## WORK ITEM
In the forum thread about reading variable-length FITS columns, what happens when fits_get_col_display_width() is used on a variable-length column?

## TEXT PASSAGE
Content starts

Just a thought, probably you might have seen this/thought about this, but just in case if you havent.

fits_get_col_display_width() = to know the number of characters available

If fits_read_descript() gives the number of elements in the array and starting offset, can the total number of bytes be read into a string and tokenize with delimiter "," and get the numbers?

lorenz
  • 78
  • 7
  • Hi @lorenz, thanks for your help. `fits_get_col_display_width()` crashes when used on a variable-length column. But you are right `fits_read_descript(fitsfile *fptr, int colnum, LONGLONG rownum, > long *repeat, long *offset, int *status)` returns the number of elements `repeat` and the starting `offset`. Just I do not know how to employ them... there is a `fits_read_tblbytes(fitsfile *fptr, LONGLONG firstrow, LONGLONG firstchar, LONGLONG nchars, > unsigned char *values, int *status)` but the documentation is not clear on what `firstrow`, `firstchar` and `nchars` are. – cosimoNigro Mar 04 '20 at 08:43
1

There are a lot of odd special cases in FITS, and you have found one of them.

I have successfully used this.

  1. Call fits_read_descript{s}{ll}() to determine the repeat and offset for the row in question. You can also use the descripts variant to determine the repeat and offset for many rows at one time.
  2. Call fits_read_col{null}() to read the data, one row at a time. The number of elements is the repeat count you found from step 1, or less if you want a subset. Set the column, row number and first element as you would normally do. Using the null variant works just fine.

Content ends

## DATASET CONTENT
Content starts

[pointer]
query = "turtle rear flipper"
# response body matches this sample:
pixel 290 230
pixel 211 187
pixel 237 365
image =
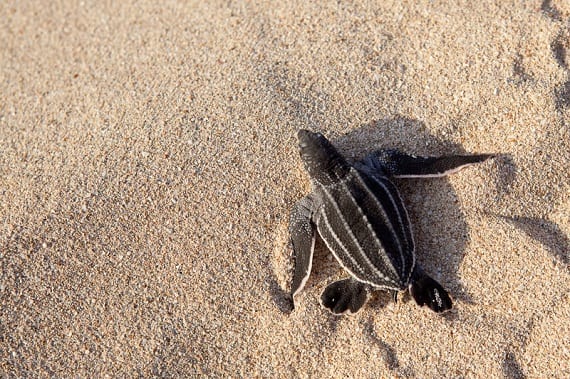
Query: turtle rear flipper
pixel 395 163
pixel 426 291
pixel 345 296
pixel 302 231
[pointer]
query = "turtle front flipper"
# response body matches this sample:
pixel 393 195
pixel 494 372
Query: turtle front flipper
pixel 345 296
pixel 426 291
pixel 395 163
pixel 302 232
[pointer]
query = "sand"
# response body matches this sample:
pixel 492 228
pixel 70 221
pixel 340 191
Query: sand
pixel 148 163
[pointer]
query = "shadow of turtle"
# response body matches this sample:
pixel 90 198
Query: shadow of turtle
pixel 440 230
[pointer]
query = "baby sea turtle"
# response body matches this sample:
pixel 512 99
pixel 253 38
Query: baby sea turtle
pixel 359 214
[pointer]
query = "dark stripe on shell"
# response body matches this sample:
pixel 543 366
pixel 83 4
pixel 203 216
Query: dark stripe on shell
pixel 363 222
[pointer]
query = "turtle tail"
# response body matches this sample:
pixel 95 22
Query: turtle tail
pixel 426 291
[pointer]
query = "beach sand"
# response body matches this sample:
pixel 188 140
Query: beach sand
pixel 149 161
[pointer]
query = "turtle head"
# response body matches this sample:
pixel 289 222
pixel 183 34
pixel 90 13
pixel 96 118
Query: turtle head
pixel 322 160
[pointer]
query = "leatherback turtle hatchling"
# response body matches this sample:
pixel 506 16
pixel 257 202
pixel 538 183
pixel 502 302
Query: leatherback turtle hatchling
pixel 358 212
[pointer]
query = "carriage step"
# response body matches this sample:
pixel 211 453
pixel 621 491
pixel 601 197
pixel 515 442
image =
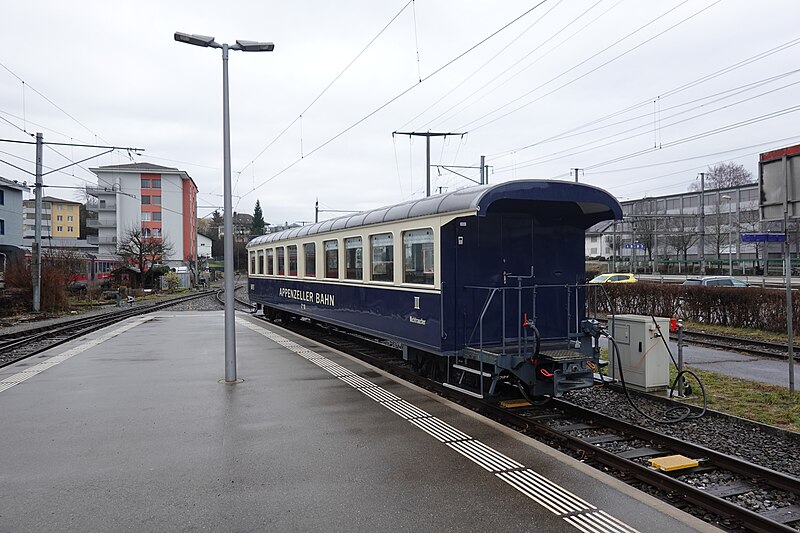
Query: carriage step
pixel 472 371
pixel 464 391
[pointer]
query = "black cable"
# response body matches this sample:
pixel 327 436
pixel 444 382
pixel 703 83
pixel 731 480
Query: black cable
pixel 685 410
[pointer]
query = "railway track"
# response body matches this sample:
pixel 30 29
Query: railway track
pixel 17 346
pixel 748 346
pixel 624 449
pixel 244 305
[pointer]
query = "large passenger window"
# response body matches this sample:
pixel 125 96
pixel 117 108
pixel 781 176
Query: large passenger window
pixel 332 259
pixel 279 257
pixel 292 254
pixel 382 257
pixel 418 256
pixel 354 258
pixel 310 254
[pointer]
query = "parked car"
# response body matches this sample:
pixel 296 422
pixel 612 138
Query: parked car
pixel 716 281
pixel 614 278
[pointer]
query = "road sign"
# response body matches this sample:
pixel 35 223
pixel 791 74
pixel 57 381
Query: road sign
pixel 763 237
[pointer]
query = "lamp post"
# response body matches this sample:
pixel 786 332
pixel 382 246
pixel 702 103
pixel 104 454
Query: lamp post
pixel 730 226
pixel 230 323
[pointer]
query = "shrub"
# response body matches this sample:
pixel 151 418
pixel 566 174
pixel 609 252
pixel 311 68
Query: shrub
pixel 753 308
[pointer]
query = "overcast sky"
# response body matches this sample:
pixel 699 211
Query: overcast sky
pixel 641 95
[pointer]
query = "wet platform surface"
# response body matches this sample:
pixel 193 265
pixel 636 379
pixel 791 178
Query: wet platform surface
pixel 129 429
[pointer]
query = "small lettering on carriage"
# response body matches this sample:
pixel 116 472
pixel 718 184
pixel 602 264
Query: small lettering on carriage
pixel 319 298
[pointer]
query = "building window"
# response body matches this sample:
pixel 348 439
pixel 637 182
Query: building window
pixel 331 259
pixel 382 257
pixel 353 258
pixel 291 254
pixel 279 258
pixel 418 256
pixel 310 254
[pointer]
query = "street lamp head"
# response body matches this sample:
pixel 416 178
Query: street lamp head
pixel 254 46
pixel 197 40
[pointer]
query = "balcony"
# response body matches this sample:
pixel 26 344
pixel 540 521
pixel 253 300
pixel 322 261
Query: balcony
pixel 94 223
pixel 98 240
pixel 105 207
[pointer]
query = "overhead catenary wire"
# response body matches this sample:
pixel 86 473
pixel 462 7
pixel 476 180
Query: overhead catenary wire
pixel 476 71
pixel 570 152
pixel 48 100
pixel 397 97
pixel 496 79
pixel 598 67
pixel 335 79
pixel 676 90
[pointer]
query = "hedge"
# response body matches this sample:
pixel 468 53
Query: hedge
pixel 751 307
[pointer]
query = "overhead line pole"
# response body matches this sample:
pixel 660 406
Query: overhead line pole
pixel 427 136
pixel 37 240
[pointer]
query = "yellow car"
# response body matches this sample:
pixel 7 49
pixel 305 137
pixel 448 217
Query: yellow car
pixel 614 278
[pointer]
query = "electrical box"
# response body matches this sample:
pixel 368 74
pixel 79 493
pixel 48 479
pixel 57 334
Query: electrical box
pixel 643 354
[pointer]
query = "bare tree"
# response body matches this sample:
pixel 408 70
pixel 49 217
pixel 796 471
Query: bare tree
pixel 681 235
pixel 644 220
pixel 724 176
pixel 142 251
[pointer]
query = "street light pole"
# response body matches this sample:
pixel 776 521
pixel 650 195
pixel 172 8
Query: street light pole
pixel 730 244
pixel 230 319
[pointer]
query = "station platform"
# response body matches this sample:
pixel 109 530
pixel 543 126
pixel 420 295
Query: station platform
pixel 131 429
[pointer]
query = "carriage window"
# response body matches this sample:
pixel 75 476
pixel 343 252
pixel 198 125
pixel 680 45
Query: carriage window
pixel 354 259
pixel 331 259
pixel 279 254
pixel 382 257
pixel 292 254
pixel 418 256
pixel 310 253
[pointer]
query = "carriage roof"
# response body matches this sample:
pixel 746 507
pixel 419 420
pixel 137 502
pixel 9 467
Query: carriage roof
pixel 593 205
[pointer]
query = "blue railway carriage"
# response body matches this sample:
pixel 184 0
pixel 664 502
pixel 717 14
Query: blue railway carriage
pixel 481 286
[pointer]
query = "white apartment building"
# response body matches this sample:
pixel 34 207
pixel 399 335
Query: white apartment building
pixel 161 201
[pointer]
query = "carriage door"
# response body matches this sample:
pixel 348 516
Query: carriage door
pixel 516 259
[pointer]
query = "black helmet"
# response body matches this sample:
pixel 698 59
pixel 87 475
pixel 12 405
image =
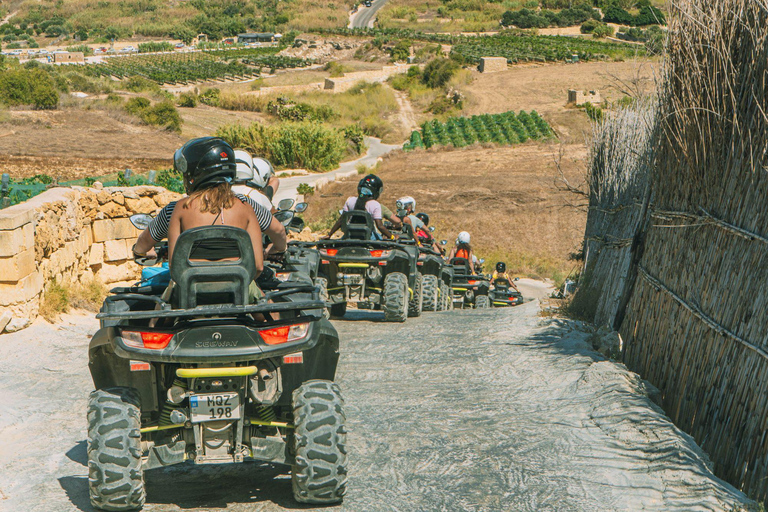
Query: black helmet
pixel 370 185
pixel 205 162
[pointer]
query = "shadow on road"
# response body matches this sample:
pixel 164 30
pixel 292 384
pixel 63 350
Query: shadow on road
pixel 187 486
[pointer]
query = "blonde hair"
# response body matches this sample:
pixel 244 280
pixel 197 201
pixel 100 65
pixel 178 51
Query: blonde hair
pixel 213 199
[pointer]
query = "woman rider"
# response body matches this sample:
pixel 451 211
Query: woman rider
pixel 462 249
pixel 368 191
pixel 208 168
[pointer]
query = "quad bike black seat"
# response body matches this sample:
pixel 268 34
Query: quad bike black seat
pixel 212 265
pixel 357 225
pixel 461 266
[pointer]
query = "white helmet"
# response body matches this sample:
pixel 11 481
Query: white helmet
pixel 262 171
pixel 406 202
pixel 244 165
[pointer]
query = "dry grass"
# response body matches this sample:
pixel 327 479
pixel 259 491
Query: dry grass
pixel 506 197
pixel 58 298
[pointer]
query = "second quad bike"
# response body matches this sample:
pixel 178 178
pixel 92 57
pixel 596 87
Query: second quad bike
pixel 469 290
pixel 503 294
pixel 207 372
pixel 377 274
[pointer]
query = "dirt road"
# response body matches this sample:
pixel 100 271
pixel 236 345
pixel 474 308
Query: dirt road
pixel 471 411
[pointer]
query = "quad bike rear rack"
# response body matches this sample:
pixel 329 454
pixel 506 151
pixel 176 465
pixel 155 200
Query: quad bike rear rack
pixel 213 310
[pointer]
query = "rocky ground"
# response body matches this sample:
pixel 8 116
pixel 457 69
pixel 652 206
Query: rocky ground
pixel 468 410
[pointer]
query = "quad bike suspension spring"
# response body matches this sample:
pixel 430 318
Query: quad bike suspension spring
pixel 266 413
pixel 169 407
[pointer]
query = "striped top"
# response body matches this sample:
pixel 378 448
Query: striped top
pixel 158 228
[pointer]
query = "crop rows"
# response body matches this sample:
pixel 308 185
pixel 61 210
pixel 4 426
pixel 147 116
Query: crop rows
pixel 525 48
pixel 506 128
pixel 193 67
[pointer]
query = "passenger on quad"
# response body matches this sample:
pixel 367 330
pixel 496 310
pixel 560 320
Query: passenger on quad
pixel 501 278
pixel 425 236
pixel 249 182
pixel 405 207
pixel 368 191
pixel 158 228
pixel 462 249
pixel 208 168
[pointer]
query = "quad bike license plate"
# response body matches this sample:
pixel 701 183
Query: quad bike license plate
pixel 214 406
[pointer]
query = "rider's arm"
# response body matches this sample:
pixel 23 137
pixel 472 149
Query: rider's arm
pixel 382 228
pixel 174 230
pixel 254 231
pixel 276 233
pixel 145 245
pixel 335 227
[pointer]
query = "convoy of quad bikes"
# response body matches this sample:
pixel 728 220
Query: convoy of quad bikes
pixel 199 372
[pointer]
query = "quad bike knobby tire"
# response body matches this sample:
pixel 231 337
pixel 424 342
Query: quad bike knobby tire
pixel 338 310
pixel 482 302
pixel 430 288
pixel 395 297
pixel 322 284
pixel 319 474
pixel 415 305
pixel 115 477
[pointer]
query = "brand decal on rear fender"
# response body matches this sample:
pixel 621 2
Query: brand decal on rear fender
pixel 215 344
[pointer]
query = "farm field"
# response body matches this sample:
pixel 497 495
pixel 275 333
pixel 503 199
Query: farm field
pixel 193 67
pixel 503 129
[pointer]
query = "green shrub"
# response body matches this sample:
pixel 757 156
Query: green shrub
pixel 137 105
pixel 401 51
pixel 188 99
pixel 28 87
pixel 163 114
pixel 438 72
pixel 210 97
pixel 309 145
pixel 140 84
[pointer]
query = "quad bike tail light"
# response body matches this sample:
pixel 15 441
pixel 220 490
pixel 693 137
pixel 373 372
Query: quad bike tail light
pixel 284 334
pixel 151 340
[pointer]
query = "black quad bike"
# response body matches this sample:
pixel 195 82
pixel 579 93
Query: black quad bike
pixel 469 290
pixel 203 372
pixel 433 289
pixel 379 275
pixel 503 295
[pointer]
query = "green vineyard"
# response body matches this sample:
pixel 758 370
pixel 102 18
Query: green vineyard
pixel 503 129
pixel 526 48
pixel 182 68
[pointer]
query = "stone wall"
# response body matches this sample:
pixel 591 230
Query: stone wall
pixel 68 235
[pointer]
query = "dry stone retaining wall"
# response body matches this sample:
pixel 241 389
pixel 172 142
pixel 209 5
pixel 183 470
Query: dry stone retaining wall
pixel 68 236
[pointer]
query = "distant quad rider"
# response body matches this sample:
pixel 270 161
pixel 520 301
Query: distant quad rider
pixel 158 228
pixel 500 276
pixel 462 249
pixel 368 191
pixel 424 236
pixel 405 208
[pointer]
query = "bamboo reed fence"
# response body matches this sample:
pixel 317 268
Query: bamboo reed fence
pixel 695 324
pixel 619 182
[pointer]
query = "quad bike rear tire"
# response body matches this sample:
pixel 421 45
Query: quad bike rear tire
pixel 482 302
pixel 430 288
pixel 395 297
pixel 416 304
pixel 115 476
pixel 319 474
pixel 338 310
pixel 322 284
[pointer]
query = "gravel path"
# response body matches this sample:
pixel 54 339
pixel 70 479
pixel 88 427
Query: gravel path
pixel 464 411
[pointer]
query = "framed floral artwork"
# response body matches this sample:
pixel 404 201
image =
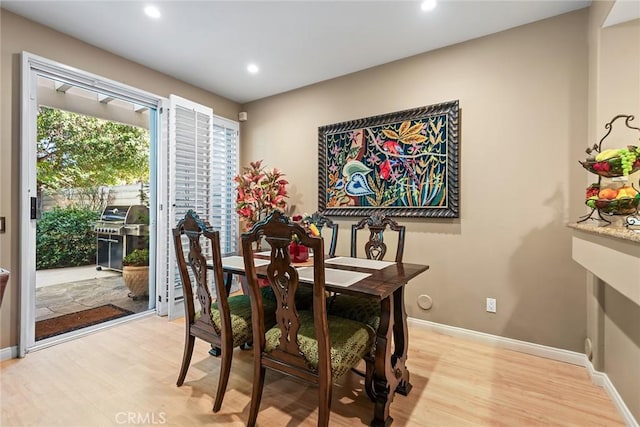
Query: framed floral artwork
pixel 404 164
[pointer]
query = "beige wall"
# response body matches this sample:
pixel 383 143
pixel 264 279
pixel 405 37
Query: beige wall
pixel 523 103
pixel 614 88
pixel 17 35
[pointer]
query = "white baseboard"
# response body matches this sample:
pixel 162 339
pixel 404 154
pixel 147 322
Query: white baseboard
pixel 598 378
pixel 8 353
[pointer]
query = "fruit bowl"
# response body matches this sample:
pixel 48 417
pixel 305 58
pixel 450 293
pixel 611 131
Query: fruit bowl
pixel 609 168
pixel 613 166
pixel 622 206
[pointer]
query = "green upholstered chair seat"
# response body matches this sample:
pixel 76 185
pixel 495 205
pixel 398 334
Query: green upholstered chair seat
pixel 350 341
pixel 360 309
pixel 240 308
pixel 304 297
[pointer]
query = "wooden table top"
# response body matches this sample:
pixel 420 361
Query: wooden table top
pixel 380 283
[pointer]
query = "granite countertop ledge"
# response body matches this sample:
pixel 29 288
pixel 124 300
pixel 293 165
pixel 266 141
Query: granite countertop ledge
pixel 613 230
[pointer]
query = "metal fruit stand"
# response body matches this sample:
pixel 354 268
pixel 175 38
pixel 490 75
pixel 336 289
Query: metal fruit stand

Content ends

## FINAL ANSWER
It crashes.